→ Text shown:
Q&A: Perfume Genius On The Weird Politics Of Being A Gay Artist

Perfume Genius 2014

Q&A: Perfume Genius On The Weird Politics Of Being A Gay Artist

Perfume Genius 2014

If there were any justice in the world, Perfume Genius’ sophomore album, 2012’s Put Yr Back N 2 It, would have been a much bigger deal. As it was, that record, though critically beloved, drew attention for lots of weird reasons: The promo ad was rejected by YouTube for not being “family safe” (i.e., it showed two men hugging) and the album’s excellent “Hood” video became extra poignant and sad after one of the video’s stars, adult entertainer Arpad Miklos, later took his own life. The album’s somewhat harrowing subject matter tapped into relatively universal themes — the desire to love and be loved, how we choose to make peace with our past — but still so much of the conversation regarding the album centered specifically on its gayness. As an out gay music journalist myself, I found it sort of grimly amusing how many times I was told by my straight white dude peers something along the lines of, “You know, I actually really love that Perfume Genius record,” as if it were somehow surprising they might relate to something so queer, usually with the unspoken tone of “I’m not gay, bro. But I’m cool with this.” It’s the same thing I used to hear back when the Magnetic Fields released 69 Love Songs back in 1999, and older rock critics that I knew had to stop talking about Wilco for five minutes to admit that, yes, even I can relate to this.

→ Recorded data:
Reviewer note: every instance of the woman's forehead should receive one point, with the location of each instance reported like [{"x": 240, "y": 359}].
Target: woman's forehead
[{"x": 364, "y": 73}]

→ Exercise prompt: Write the next part of the Perfume Genius Q&A article, starting right after its last sentence.

→ Result of this exercise:
So it’s with no small amount of satisfaction that I’ve been obsessively listening to the new Perfume Genius record, Too Bright, which chooses to address the problems that so many of us gay folks — even those of us living in liberal enclaves like NYC — still feel regarding our place in popular culture. Informed by what the artist, aka Mike Hadreas, describes as “an underlying rage that has slowly been growing since age 10 and has just begun to bubble up,” the album takes on subjects like gay panic, confused identity politics, and the infuriating sense that one is simply being tolerated. The record doesn’t entirely forego the shimmering beauty of Hadreas’ early work, but on the album’s best tracks — “Queen,” “My Body,” “Grid” — the music moves in much weirder, darker directions, creating a sonic landscape populated by booming drums, tortured synth sounds, and the occasional scream.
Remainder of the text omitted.